Data under study:
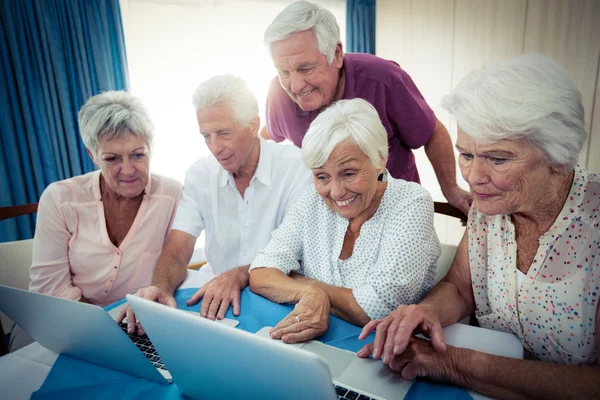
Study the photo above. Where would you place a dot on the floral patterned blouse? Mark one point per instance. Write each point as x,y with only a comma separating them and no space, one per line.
553,310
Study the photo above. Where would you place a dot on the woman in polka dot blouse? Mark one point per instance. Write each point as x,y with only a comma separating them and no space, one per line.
358,243
529,262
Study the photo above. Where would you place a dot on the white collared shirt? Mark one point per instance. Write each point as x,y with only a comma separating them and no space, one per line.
236,227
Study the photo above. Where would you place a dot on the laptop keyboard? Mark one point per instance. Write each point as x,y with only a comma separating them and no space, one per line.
350,394
144,344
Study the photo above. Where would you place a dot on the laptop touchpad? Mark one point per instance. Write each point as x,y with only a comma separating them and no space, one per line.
337,359
375,377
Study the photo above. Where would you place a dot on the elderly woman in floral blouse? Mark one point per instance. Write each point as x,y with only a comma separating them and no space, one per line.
529,262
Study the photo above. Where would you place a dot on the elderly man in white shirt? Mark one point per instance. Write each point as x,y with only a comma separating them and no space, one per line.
239,195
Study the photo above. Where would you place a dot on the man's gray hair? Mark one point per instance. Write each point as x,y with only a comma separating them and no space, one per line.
227,91
113,115
354,121
530,96
302,16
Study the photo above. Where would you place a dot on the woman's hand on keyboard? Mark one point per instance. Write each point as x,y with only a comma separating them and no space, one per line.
152,293
394,332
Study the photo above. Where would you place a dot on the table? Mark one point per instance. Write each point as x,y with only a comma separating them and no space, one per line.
25,371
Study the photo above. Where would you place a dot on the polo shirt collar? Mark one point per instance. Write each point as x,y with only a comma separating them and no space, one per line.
263,170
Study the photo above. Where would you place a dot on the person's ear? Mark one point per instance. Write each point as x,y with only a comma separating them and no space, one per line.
383,164
558,168
92,157
254,126
338,57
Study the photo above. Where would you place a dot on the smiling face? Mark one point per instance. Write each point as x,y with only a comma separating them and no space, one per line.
505,177
124,163
303,71
348,181
231,143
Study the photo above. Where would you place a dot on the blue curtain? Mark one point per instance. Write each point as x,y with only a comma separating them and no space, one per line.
54,55
360,26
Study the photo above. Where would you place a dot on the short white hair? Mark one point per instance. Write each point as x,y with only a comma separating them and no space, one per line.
227,91
302,16
352,121
113,115
530,96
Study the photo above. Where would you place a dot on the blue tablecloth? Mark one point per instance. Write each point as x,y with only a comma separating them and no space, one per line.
71,378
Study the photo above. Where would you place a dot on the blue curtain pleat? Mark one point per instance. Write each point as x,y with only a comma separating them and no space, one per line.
360,26
54,55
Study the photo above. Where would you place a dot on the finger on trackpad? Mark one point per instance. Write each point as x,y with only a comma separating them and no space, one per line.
264,332
225,321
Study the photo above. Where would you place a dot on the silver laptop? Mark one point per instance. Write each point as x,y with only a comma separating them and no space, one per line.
79,330
210,361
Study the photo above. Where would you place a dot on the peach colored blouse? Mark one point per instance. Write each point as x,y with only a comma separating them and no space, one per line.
72,254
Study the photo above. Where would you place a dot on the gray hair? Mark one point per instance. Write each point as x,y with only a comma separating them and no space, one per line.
355,121
302,16
530,96
112,115
227,91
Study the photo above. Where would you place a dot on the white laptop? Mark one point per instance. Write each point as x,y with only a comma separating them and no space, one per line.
84,331
210,361
79,330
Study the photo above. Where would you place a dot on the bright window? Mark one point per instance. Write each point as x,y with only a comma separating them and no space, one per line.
172,46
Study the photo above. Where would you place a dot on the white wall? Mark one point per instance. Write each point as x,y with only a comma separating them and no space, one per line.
438,41
173,45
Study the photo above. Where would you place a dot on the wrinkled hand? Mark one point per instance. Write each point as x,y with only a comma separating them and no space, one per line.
309,319
153,293
420,359
221,292
394,332
459,199
301,278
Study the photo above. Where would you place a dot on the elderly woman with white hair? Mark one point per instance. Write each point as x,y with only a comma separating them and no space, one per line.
98,235
358,243
529,262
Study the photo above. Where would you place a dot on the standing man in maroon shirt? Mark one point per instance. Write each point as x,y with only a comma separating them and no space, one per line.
313,72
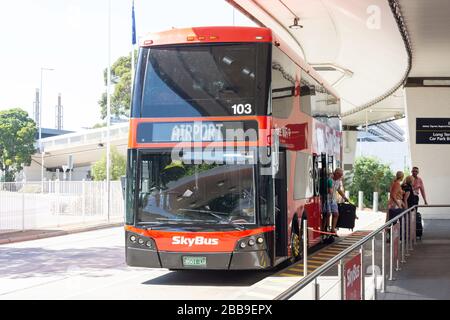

Exercise directions: You are asked to reproduce each line above exactly, but to exclude the pictures.

Answer to the exercise:
Study the photo above. Where would you place a dot on the floral patterned blouse? Mark one point per instance. Write each point as x,y with only a comma separating them and no space, one per line.
553,310
Study the photo above. Where would you place a dot on the woman in polka dot blouse? Mark one point per instance. Write each point as x,y with only a comma separating them and no space, one per line.
358,243
529,262
Study the photo above. Where would you place a dot on the white collared shirt? Mark one point per instance. Write each point as x,y with only a comma separating them and no space, one per line.
236,227
Study the photo above. Where would you place a dot on the laptop keyboard? Mark one point per instance. Write each point as x,y with only a comma separating them and no space, one per line.
350,394
144,344
Study the photo above. Where would you place a dot on the laptop touchpad? Mark one point per instance. Write each point as x,y with only a comma separating them and no space, one per line.
337,359
375,377
Study the photo above. Where would you place a dot on the elderly woman in floral blouse? Mark one point per instance. Write each point as x,y with only a comma separating them and no space, one per line.
529,262
Study the photo above. Where would you place a dot on the elderly man in white shirt? Mark one point per instance. Write each point as x,y with only a comma separating them and no space, one per line.
239,195
Study the photo above. Where would you place a dot on the man's gray hair? Mark one point per instance. Write each point as x,y with only a comma separating them and no space, one per line.
227,91
113,115
354,121
530,96
302,16
Study the photo above. Where would you place a dot on the woman's hand on keyboard? Mark one point per instance. Write each point as x,y with only a comma separating them and no space, one per line.
152,293
394,332
Study the photo above. Where would you place a dot on the table? Mark one point per instance. Write each point as x,y with only a comma separating them and no space, one per line.
25,371
Study the photo above. Where would you place a dot on the polo shirt collar? Mark one point per instance. Write each point as x,y with only a comma separating them and no space, one per line.
263,170
Study the photo above. Where would you place a dot on the person's ear? Mark one point per instance. Write each point as x,y with only a comma separating them and no space, one per line.
383,164
558,168
92,157
254,126
338,57
Study the photo above. Where would you place a dot on the smiling face? Mark one point per instance. Write each point as x,y with only a comma separating them and no space, one per line.
505,177
124,163
303,71
348,181
231,143
Study the photo above. Where would you place a dot on the blue curtain? Mark one point per instance. Write each point as x,y with only a comma separating them and no space, one per line.
54,55
360,26
Study the photo above. Where would you place a dot on the short white hair? Mark one point per instance. Write each point as x,y with only a comma separating them and no space, one per line.
227,91
302,16
352,121
113,115
530,96
Study the photo above. Where would you place a dot on the blue tablecloth? Mark one point per instance. Write each point as x,y with only a comma separating them and no space, one per line.
71,378
Study the photo above. Where would you place a dot on the blue curtain pleat? Mark one point per instance. Write each point as x,y with only a comma separating them and no space, one per line.
360,26
54,55
Study the photo above. Where would you place a dot on the finger on trackpad? Mark one point per instance. Write each point as x,y with only a comma separating them and no space, one per line.
264,332
225,321
Study the photo above. Where would you place a dot on the silver laptop? Mark one point per instance. Write each point as x,y with only a comma separating them and no space, one per line.
79,330
210,361
Study the photo above. Where would you place a dot on the peach colored blouse? Mark one point per instance. Write each point as x,y with only a comma separating them and no space, one per line.
72,254
Study the photo above. Where would you place a dot on the gray hair? Mark one point per instance. Write each point as x,y with only a comma separating them and no space, one per line.
355,121
302,16
530,96
112,115
227,91
Study the photo above. Where would you place a dot on the white laptop? Mark one point per instance. Write each point as x,y with only a comma separating them and no space, one per line.
84,331
210,361
79,330
Study the photo above. Where would you place a dot on the bright window? Mark one point per instance. Write each point as x,y with only a comma separating them and no space, one per line.
172,46
Study the photo above. Where would you place a dot on the white wall? Mark one point per instance. Write each point as x,y with only a comma separating them and no space, one per line.
438,41
173,45
Study the photo above. Where would you place a dot on the wrinkled hand? Mark one point per instance. Write each point as x,y with only a comma separating them and no space, one per line.
309,319
153,293
420,359
221,292
394,332
459,199
301,278
Study the photo above. Where would you place a dot on the elderly woman with white hair? Mark one point per instance. Write each point as x,y with only a comma separating them and no space, one per line.
98,235
358,243
529,262
Study the photo above. Where would you place a dot on the standing man in maroon shirt? Mark one point per instance. Write each point as x,y with only a comma separating them and no space, one per line.
313,72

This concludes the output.